Written task 1 => In the wind turbine forum thread, what kind of rule limits the turbine to a total height of 28 feet?
Written task 2 => Write the next part of the wind turbine forum thread, picking up right after its final line.

Reading text =>
# I want a wind turbine, but am limited to 28' max height



## HiouchiDump (Sep 18, 2004)

I have a place near the Washington coast and the wind never stops blowing. The average wind speed is around 8MPH at roof level, but we get a few hours every afternoon where the wind predictably rises into the 15-20MPH range, and often much higher in the fall and winter.

So, I'd like to put a turbine or two in place to supplement my small solar set-up (it is a supplemental system on battery storage, not inter-tie). The problem is that code limits me to a total height of 28' and it is very unlikely I can get an exception.

As I understand it, this gives me two problems. Firstly, it limits me only to small turbines, which don't seem to have great reputations. Secondly, it puts the turbine at a height where it will experience more turbulence.

I would be happy if I could get even 20-25 watts out of the system on average (of course, more would be better). This would enable to me to charge batteries when there is no sun.

Is this realistic? If so, what turbines would you look at? The Air-X appears to be the only common turbine in the right size category, but almost everything I have read about it is negative.


----------



## tinknal (May 21, 2004)

Is this a zoning code, homeowners covenant, or what?


----------



## HiouchiDump (Sep 18, 2004)

It is a zoning restriction.


----------



## John Hill (May 12, 2002)

If you are faced with low height and turbulent wind I suggest looking at a vertical axis turbine. They dont care which direction the wind comes from and have a good capture area for their height.


----------



## 12vman (Feb 17, 2004)

I found this a while back and thought it was kinda neat. Maybe it'll give you a little food for thought..

http://www.macarthurmusic.com/johnkwilson/MakingasimpleSavoniuswindturbine.htm


----------



## SolarGary (Sep 8, 2005)

Hi 12V,

I'm not sure what this says about the AIR's reliability, but here is a picture I took of an AIR on a short tower along the highway -- powering some pipeline equipment.

http://www.builditsolar.com/Projects/Wind/airfor12v.htm

The main complaint I have heard about the AIR's mounted to a house on a short tower is the noise they make.

Gary


----------



## Jim-mi (May 15, 2002)

Extracted material =>

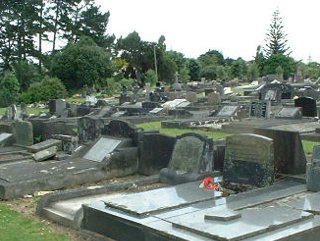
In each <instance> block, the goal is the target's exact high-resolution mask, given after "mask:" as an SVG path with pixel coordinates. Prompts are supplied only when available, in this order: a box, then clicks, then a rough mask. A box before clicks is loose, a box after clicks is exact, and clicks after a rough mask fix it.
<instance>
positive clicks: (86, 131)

==

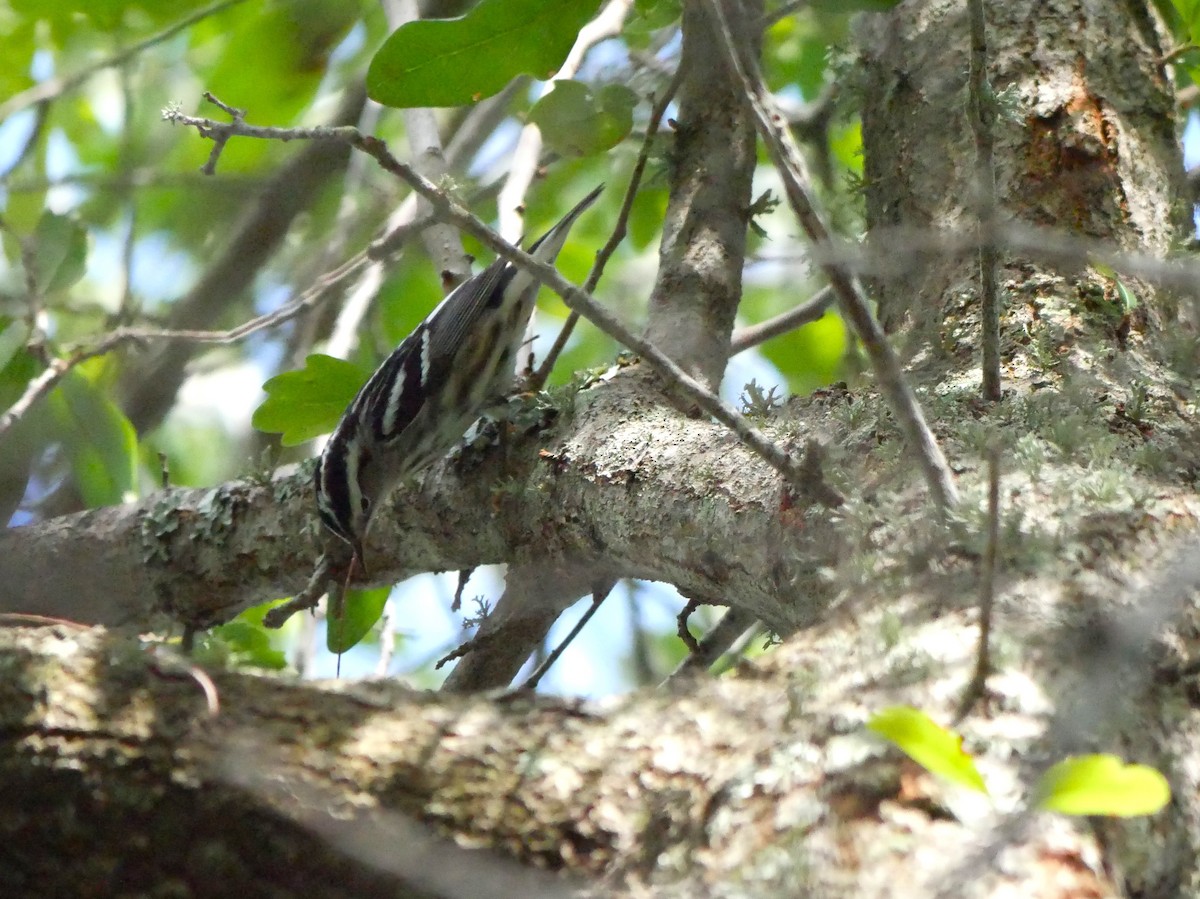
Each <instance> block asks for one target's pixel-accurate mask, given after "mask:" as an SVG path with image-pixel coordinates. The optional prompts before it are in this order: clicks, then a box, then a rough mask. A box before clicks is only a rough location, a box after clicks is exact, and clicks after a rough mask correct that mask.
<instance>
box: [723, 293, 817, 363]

Response area 1 => A zoning restriction.

Response area 2 =>
Put some big effort into getting a variation from the zoning idiots.

I shure would not last long at a location with that kind of nonsense . . . . . .have you thought of moving . . .??

The air-x will disapoint you.


----------



## Dahc (Feb 14, 2006)

John Hill said:


> If you are faced with low height and turbulent wind I suggest looking at a vertical axis turbine. They dont care which direction the wind comes from and have a good capture area for their height.


I have posted about VAWT's here before and never got a rise out of anyone. A guy by the name of Ed Lens is working on a very nice setup now. It's called the Lens Turbine.










He has come along much further on it now and I believe he is about to begin selling them. This one can be mounted on a roof or multiple units can go on a short tower. This was last years model, this years looks even better. He's getting his voltages up nicely.

www.windstuffnow.com


----------



## MELOC (Sep 26, 2005)

i like that windstuffnow site.


----------



## OntarioMan (Feb 11, 2007)

28' measured from where? If you put a 28' tower on a 50' mound of dirt, would you be in violation?


----------



## sisterpine (May 9, 2004)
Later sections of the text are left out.